--- Dataset records Enclosed Below ---

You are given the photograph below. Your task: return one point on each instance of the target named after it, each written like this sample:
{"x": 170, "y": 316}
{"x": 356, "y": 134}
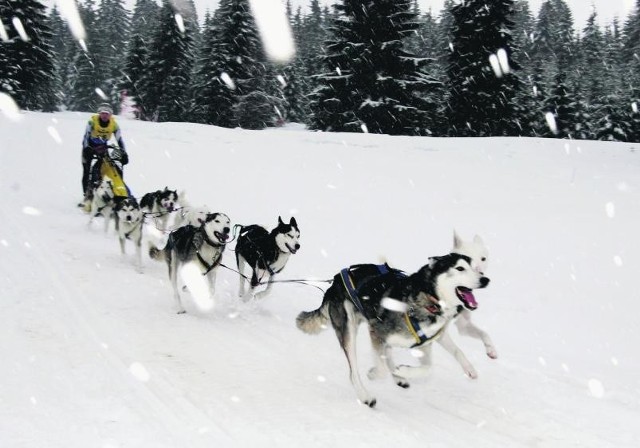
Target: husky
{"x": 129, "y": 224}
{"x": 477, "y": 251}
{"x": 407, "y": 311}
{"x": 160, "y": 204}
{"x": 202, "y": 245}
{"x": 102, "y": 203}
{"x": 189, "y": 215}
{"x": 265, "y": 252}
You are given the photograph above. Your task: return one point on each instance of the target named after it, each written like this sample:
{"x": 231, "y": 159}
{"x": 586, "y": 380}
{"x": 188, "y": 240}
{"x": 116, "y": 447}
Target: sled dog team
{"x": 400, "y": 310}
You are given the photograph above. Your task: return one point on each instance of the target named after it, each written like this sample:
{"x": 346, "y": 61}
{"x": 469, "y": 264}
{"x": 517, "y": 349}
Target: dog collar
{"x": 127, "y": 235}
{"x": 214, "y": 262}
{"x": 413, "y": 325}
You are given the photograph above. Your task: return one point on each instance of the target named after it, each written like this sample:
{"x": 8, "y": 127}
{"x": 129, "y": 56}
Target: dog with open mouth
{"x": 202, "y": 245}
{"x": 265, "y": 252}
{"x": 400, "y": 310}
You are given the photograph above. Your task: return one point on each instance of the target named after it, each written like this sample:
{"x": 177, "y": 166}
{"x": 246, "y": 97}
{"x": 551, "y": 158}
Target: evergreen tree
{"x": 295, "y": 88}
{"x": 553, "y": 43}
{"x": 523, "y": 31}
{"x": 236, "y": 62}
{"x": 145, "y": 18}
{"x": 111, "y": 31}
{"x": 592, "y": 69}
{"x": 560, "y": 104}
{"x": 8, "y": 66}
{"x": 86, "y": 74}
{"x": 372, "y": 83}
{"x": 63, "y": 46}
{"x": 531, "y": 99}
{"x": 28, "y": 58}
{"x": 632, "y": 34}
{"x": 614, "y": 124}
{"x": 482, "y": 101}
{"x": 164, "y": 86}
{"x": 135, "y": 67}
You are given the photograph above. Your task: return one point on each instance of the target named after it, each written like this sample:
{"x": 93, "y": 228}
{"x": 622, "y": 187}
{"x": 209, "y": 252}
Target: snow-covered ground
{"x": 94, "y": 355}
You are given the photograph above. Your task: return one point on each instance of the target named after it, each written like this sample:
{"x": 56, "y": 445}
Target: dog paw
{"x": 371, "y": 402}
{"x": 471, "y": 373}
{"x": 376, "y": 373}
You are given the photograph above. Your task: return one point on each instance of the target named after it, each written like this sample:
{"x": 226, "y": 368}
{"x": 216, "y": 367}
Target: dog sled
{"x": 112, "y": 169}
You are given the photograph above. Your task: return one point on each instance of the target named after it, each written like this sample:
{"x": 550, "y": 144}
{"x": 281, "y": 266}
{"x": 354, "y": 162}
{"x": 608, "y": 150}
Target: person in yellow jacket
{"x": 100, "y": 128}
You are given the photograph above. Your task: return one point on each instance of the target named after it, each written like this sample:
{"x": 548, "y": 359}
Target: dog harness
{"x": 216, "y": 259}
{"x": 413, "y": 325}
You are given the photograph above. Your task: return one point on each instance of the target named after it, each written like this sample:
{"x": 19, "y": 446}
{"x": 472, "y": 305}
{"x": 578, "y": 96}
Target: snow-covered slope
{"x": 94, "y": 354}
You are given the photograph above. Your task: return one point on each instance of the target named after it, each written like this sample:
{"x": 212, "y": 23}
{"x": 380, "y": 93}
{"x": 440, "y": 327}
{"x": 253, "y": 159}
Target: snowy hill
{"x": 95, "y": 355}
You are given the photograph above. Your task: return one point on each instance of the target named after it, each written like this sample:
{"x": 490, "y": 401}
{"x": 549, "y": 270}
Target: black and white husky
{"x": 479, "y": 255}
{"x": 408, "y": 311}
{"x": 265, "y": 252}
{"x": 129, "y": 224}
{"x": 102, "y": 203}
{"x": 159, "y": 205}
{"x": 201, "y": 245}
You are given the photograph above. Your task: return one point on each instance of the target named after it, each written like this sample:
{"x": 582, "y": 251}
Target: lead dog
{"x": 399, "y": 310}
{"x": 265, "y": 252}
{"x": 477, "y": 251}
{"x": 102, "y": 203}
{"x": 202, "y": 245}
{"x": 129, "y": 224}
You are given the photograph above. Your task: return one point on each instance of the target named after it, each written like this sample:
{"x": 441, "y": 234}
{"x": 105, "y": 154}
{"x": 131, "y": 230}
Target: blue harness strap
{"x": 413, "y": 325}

--- End of Enclosed Dataset records ---

■ **What is needed**
Find the line containing "Target: lead dog" in the material above. Print it and every line after it through the end, exactly and only those.

■ **Response**
Target: lead dog
{"x": 399, "y": 310}
{"x": 265, "y": 252}
{"x": 477, "y": 251}
{"x": 102, "y": 203}
{"x": 202, "y": 245}
{"x": 129, "y": 224}
You are given the photograph above. Your task: return one point on each instance of the target named after it, each written like this sample:
{"x": 441, "y": 234}
{"x": 105, "y": 154}
{"x": 131, "y": 230}
Target: blue harness strap
{"x": 413, "y": 325}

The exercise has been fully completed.